• GOAL OF THE EXERCISE:
Line by line, print the records exactly.

• STUDY MATERIAL:
■ ■ ■
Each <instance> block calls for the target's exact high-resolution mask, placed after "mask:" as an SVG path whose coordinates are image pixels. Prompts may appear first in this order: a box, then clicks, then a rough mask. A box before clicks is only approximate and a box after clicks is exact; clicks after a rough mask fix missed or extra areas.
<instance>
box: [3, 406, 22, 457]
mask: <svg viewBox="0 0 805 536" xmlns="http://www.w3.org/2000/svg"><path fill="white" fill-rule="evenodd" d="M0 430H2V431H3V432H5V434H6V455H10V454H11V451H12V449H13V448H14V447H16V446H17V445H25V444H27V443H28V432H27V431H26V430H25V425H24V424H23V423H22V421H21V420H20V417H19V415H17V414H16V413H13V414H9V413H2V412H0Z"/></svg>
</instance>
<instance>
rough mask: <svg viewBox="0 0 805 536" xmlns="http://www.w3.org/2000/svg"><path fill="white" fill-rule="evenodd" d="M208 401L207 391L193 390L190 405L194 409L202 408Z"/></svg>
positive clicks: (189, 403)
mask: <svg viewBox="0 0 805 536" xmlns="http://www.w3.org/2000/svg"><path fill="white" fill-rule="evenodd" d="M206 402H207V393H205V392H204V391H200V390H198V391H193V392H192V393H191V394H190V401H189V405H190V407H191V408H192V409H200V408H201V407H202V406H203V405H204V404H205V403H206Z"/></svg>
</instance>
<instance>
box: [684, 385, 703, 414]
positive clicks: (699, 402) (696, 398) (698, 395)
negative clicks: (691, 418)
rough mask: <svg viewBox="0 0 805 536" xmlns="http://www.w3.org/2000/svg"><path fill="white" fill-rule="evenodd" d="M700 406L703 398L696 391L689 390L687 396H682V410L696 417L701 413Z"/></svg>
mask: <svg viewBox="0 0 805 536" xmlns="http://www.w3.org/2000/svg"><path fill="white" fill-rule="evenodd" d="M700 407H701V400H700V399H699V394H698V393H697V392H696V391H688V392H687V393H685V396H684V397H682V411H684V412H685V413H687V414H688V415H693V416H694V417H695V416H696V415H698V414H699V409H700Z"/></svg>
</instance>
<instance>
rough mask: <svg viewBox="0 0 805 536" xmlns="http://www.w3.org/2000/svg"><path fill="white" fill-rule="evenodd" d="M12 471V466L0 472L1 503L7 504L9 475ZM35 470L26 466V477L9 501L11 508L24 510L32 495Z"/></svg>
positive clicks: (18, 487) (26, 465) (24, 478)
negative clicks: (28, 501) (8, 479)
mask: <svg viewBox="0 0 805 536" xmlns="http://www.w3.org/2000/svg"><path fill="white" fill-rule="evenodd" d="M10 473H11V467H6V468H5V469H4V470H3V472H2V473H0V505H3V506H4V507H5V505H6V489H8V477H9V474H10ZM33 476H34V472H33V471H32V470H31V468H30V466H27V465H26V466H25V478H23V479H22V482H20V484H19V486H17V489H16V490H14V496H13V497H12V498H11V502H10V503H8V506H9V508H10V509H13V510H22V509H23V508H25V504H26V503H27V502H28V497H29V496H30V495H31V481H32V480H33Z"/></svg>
■ ■ ■
• SOLUTION TO THIS EXERCISE:
Each <instance> block calls for the target's exact high-resolution mask, placed after "mask:" as an SVG path whose coordinates are image pixels. Prompts may appear first in this order: a box, then clicks, then a rough mask. A box before clicks is only approximate and a box after clicks is exact; clicks after a rough mask fix missed or extra areas.
<instance>
box: [3, 406, 22, 457]
mask: <svg viewBox="0 0 805 536" xmlns="http://www.w3.org/2000/svg"><path fill="white" fill-rule="evenodd" d="M0 430H2V431H3V432H5V434H6V455H10V454H11V451H12V449H13V448H14V447H16V446H17V445H25V444H27V443H28V432H27V431H26V430H25V425H24V424H23V423H22V421H21V420H20V417H19V415H17V414H16V413H13V414H9V413H2V412H0Z"/></svg>
</instance>
<instance>
rough mask: <svg viewBox="0 0 805 536" xmlns="http://www.w3.org/2000/svg"><path fill="white" fill-rule="evenodd" d="M208 401L207 391L193 390L190 405L194 409L202 408Z"/></svg>
positive clicks: (189, 403)
mask: <svg viewBox="0 0 805 536" xmlns="http://www.w3.org/2000/svg"><path fill="white" fill-rule="evenodd" d="M206 402H207V393H205V392H204V391H200V390H198V391H193V392H192V393H191V394H190V401H189V405H190V407H191V408H192V409H200V408H201V407H202V406H203V405H204V404H205V403H206Z"/></svg>
</instance>
<instance>
box: [684, 385, 703, 414]
positive clicks: (699, 402) (696, 398) (698, 395)
negative clicks: (691, 418)
rough mask: <svg viewBox="0 0 805 536" xmlns="http://www.w3.org/2000/svg"><path fill="white" fill-rule="evenodd" d="M700 406L703 398L696 391L689 390L687 396H682V410L696 417L701 413Z"/></svg>
mask: <svg viewBox="0 0 805 536" xmlns="http://www.w3.org/2000/svg"><path fill="white" fill-rule="evenodd" d="M700 407H701V400H700V399H699V394H698V393H697V392H696V391H688V392H687V393H685V396H684V397H682V411H684V412H685V413H687V414H688V415H693V416H694V417H695V416H696V415H698V414H699V409H700Z"/></svg>
</instance>
<instance>
rough mask: <svg viewBox="0 0 805 536" xmlns="http://www.w3.org/2000/svg"><path fill="white" fill-rule="evenodd" d="M12 471V466L0 472L1 503L7 504L9 475ZM35 470L26 466V477L9 501L11 508L24 510L32 495Z"/></svg>
positive clicks: (18, 487) (26, 465) (24, 478)
negative clicks: (28, 501) (8, 479)
mask: <svg viewBox="0 0 805 536" xmlns="http://www.w3.org/2000/svg"><path fill="white" fill-rule="evenodd" d="M10 473H11V467H6V468H5V469H4V470H3V472H2V473H0V505H3V506H4V507H5V505H6V489H8V477H9V474H10ZM33 476H34V472H33V471H32V470H31V468H30V466H27V465H26V466H25V478H23V479H22V482H20V484H19V486H17V489H16V490H14V496H13V497H12V498H11V502H10V503H8V506H9V508H10V509H13V510H22V509H23V508H25V504H26V503H27V502H28V497H29V496H30V495H31V481H32V480H33Z"/></svg>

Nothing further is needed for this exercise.